START Data provided

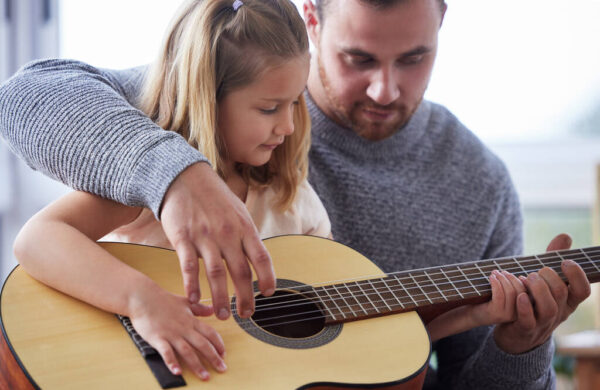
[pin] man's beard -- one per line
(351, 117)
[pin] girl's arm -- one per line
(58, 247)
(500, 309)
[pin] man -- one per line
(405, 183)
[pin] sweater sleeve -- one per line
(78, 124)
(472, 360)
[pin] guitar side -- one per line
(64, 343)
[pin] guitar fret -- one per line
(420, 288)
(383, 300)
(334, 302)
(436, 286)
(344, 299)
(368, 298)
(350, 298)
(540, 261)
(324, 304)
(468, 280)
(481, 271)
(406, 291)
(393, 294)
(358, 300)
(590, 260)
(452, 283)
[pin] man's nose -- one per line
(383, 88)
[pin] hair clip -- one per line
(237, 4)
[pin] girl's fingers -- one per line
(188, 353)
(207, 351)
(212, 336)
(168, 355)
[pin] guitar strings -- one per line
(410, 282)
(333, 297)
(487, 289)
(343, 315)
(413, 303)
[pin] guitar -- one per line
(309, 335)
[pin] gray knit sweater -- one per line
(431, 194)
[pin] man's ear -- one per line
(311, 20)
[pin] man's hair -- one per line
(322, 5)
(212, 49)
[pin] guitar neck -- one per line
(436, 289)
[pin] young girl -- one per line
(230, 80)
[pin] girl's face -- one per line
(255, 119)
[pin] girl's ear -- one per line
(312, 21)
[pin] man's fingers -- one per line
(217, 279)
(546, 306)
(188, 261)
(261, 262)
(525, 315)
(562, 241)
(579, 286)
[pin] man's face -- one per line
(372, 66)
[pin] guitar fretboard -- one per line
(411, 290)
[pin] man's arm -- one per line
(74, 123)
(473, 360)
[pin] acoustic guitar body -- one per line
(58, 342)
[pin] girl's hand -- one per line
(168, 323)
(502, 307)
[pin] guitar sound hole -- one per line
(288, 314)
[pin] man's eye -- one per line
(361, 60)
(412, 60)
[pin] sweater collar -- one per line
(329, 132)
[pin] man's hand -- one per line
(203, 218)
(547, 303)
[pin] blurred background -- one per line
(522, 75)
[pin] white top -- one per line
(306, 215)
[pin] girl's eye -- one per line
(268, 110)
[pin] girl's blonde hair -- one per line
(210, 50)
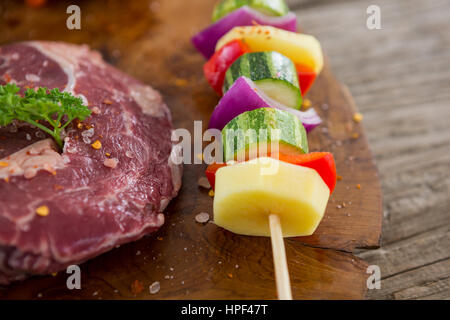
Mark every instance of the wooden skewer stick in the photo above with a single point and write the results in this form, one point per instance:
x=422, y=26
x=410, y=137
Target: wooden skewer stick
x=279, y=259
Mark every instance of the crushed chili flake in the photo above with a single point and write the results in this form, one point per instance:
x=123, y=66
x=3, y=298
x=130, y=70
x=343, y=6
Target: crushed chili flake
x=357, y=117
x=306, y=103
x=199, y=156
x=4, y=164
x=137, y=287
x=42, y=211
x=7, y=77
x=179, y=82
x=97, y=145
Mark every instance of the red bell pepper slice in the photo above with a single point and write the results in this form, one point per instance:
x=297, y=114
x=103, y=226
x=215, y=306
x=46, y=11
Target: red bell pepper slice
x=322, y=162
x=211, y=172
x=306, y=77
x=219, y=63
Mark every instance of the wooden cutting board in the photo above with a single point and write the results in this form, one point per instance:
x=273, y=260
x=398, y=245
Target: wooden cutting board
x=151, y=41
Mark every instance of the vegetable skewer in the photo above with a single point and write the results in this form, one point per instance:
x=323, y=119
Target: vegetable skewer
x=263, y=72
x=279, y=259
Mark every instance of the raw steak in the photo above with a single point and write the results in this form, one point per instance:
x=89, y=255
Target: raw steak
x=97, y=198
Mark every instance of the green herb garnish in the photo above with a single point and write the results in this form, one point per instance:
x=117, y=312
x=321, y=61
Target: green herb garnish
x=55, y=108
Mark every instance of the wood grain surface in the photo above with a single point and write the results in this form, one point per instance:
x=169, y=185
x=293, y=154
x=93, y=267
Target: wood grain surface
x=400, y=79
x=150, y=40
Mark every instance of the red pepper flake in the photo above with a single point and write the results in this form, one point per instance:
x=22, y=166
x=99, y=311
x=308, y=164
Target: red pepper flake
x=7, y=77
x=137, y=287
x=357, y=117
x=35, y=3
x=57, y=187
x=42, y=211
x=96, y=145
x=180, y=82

END Data provided

__Work to complete__. From the line holding "x=321, y=61" through the final line of the data above, copy every line exactly as written. Include nothing else.

__Response area__.
x=321, y=61
Target: green herb garnish
x=55, y=108
Mark every instance of the wood grain surface in the photo above with a single point and write the results in this form, one point per instance:
x=169, y=185
x=293, y=154
x=93, y=267
Target: wood grain surface
x=400, y=79
x=150, y=40
Mark every instance of the red pepper flake in the photo above with a single point and write the results in this form, one point per instance:
x=22, y=166
x=99, y=311
x=308, y=164
Target: red pepper flake
x=7, y=77
x=137, y=287
x=357, y=117
x=35, y=3
x=57, y=187
x=42, y=211
x=96, y=145
x=180, y=82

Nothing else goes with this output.